Le principal péché de Renault réside dans la force de sa marque incarnée par sa stratégie produit. Au début des années 2010, Renault opère une plus qu'urgente -et réussie- refondation de sa gamme sous la férule d'un nouveau designer, Laurens van den Acker: nouveau langage de style, plus de rondeurs, plus de glamour... De nouveau, Renault plaît et ses ventes repartent à la hausse. Clio va incarner cette renaissance puisque très vite la petite citadine va grimper dans le palmarès et devenir numéro un du segment en Europe. L'arrivée de Captur va également positionner Renault sur un segment encore vierge et l'élever au statut de référence d'un segment où se disputeront huit ans plus tard pas moins de 20 modèles.
Mais les succès de Renault s'arrêteront là, et ce, en dépit d'un très prolifique calendrier de lancement (jusqu'à quatre nouveautés par an).
Succession de flops
Les nouvelles Mégane et Scenic ne rencontreront qu'un succès très relatif. Tandis que Talisman, censé remplacer la mal-aimée Laguna, sera un échec, tout comme le nouvel Espace. Sur le segment des SUV, qui achève un cycle ininterrompu de près de dix ans de hausse à deux chiffres, Renault est passé à côté d'une opportunité. Kadjar s'est beaucoup moins vendu qu'un Peugeot 3008 dont il était pourtant le concurrent, tandis que le Koleos n'a pas rencontré son public. Même Alpine, la marque sportive haut de gamme, est en danger puisque son usine de Dieppe fait partie des sites menacés de fermeture.

■ **CONSIGNES**
a) Pouvez-vous recopier, dans le texte sur Renault, la partie qui commence par les mots contenant "Le principal péché" et se termine par "de 20 modèles." ?
b) Dans le texte sur Renault, que répondre aux questions suivantes ?
(i) Sous la férule de quel designer Renault refonde-t-il sa gamme au début des années 2010 ?
(ii) Combien de nouveautés par an le calendrier de lancement de Renault a-t-il compté au maximum ?
(iii) Quel modèle Talisman devait-il remplacer ?
Les lignes qui suivent proviennent d'une source différente.

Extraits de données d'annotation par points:
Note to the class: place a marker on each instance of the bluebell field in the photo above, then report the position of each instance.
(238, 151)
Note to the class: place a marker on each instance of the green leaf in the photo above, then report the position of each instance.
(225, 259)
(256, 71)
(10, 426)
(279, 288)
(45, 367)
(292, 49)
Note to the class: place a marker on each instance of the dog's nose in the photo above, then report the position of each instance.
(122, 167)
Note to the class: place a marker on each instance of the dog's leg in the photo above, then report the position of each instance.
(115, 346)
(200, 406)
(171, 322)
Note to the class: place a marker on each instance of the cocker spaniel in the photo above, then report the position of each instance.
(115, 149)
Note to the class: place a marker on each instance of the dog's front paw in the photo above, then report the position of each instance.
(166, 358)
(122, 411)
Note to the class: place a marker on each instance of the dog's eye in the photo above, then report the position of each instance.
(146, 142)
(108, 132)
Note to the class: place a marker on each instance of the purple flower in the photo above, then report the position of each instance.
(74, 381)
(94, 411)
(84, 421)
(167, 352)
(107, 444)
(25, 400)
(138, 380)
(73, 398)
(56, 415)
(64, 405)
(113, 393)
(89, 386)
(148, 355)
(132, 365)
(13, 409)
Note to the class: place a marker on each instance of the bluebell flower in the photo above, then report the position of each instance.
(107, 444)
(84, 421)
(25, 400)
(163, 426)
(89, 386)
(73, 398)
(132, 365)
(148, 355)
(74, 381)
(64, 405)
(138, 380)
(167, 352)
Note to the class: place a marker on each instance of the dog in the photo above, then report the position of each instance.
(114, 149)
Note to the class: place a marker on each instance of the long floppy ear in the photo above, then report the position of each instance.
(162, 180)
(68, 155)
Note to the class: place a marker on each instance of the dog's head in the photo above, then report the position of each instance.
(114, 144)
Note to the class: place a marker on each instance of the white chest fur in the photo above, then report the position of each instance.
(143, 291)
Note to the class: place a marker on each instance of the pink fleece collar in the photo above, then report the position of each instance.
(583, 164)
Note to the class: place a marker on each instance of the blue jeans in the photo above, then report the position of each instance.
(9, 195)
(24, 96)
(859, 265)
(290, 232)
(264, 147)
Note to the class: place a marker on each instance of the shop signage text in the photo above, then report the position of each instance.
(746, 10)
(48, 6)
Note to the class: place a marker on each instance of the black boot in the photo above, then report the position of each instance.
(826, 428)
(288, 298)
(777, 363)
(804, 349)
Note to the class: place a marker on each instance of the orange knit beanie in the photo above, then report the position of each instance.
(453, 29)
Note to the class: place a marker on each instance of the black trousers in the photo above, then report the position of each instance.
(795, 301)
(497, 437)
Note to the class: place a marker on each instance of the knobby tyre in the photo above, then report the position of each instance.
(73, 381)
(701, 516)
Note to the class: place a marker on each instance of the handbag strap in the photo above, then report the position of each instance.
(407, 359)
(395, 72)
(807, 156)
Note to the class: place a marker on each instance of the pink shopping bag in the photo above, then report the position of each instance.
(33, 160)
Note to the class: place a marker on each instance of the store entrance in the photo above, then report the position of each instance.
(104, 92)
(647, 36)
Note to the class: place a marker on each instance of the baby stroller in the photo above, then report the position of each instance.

■ **RÉPONSES**
a)
Le principal péché de Renault réside dans la force de sa marque incarnée par sa stratégie produit. Au début des années 2010, Renault opère une plus qu'urgente -et réussie- refondation de sa gamme sous la férule d'un nouveau designer, Laurens van den Acker: nouveau langage de style, plus de rondeurs, plus de glamour... De nouveau, Renault plaît et ses ventes repartent à la hausse. Clio va incarner cette renaissance puisque très vite la petite citadine va grimper dans le palmarès et devenir numéro un du segment en Europe. L'arrivée de Captur va également positionner Renault sur un segment encore vierge et l'élever au statut de référence d'un segment où se disputeront huit ans plus tard pas moins de 20 modèles.

b)
(i) Laurens van den Acker.
(ii) Jusqu'à quatre.
(iii) La Laguna.